:: INFORMATION PROVIDED ::
--- BEGIN ---

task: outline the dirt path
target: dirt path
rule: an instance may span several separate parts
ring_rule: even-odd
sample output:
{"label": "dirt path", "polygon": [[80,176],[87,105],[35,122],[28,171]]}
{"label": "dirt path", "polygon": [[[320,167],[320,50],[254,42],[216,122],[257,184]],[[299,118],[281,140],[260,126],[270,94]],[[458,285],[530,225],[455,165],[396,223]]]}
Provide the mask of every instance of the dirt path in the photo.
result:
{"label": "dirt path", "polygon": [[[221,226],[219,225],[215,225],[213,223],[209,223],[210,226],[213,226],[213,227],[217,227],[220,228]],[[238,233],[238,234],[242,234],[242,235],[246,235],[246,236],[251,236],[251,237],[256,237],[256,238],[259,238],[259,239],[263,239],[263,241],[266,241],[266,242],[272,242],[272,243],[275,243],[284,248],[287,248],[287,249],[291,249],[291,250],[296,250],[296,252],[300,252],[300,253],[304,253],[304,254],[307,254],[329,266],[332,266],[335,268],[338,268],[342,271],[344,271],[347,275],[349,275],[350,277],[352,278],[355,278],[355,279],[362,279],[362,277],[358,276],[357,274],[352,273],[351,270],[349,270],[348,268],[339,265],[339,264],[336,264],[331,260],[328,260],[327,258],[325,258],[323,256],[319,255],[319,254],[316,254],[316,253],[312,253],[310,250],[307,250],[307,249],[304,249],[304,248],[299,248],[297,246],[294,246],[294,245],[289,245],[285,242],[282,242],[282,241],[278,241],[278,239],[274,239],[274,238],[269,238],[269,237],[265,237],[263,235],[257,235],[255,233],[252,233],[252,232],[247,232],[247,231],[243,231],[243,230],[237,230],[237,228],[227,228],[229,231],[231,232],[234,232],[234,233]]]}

--- END ---

:: TASK DIRECTIONS ::
Without changing a word, restate the whole listing.

:: EXERCISE ANSWER ::
task: outline the dirt path
target: dirt path
rule: an instance may span several separate parts
ring_rule: even-odd
sample output:
{"label": "dirt path", "polygon": [[80,176],[87,105],[35,122],[28,171]]}
{"label": "dirt path", "polygon": [[[320,167],[320,50],[254,42],[216,122],[257,184]],[[299,118],[281,140],[260,126],[270,94]],[[458,285],[530,225],[455,165],[396,223]]]}
Provide the mask of every instance of the dirt path in the photo.
result:
{"label": "dirt path", "polygon": [[[221,226],[219,225],[215,225],[213,223],[209,223],[210,226],[213,226],[213,227],[217,227],[220,228]],[[238,233],[238,234],[242,234],[242,235],[246,235],[246,236],[251,236],[251,237],[256,237],[256,238],[259,238],[259,239],[263,239],[263,241],[266,241],[266,242],[272,242],[272,243],[275,243],[284,248],[287,248],[287,249],[291,249],[291,250],[296,250],[296,252],[300,252],[300,253],[304,253],[304,254],[307,254],[329,266],[332,266],[335,268],[338,268],[342,271],[344,271],[347,275],[349,275],[350,277],[352,278],[355,278],[355,279],[362,279],[362,277],[358,276],[357,274],[352,273],[351,270],[349,270],[348,268],[339,265],[339,264],[336,264],[331,260],[328,260],[327,258],[325,258],[323,256],[319,255],[319,254],[316,254],[316,253],[312,253],[310,250],[307,250],[307,249],[304,249],[304,248],[299,248],[297,246],[294,246],[294,245],[289,245],[285,242],[282,242],[282,241],[278,241],[278,239],[274,239],[274,238],[269,238],[269,237],[265,237],[263,235],[257,235],[255,233],[252,233],[252,232],[247,232],[247,231],[243,231],[243,230],[237,230],[237,228],[227,228],[229,231],[231,232],[234,232],[234,233]]]}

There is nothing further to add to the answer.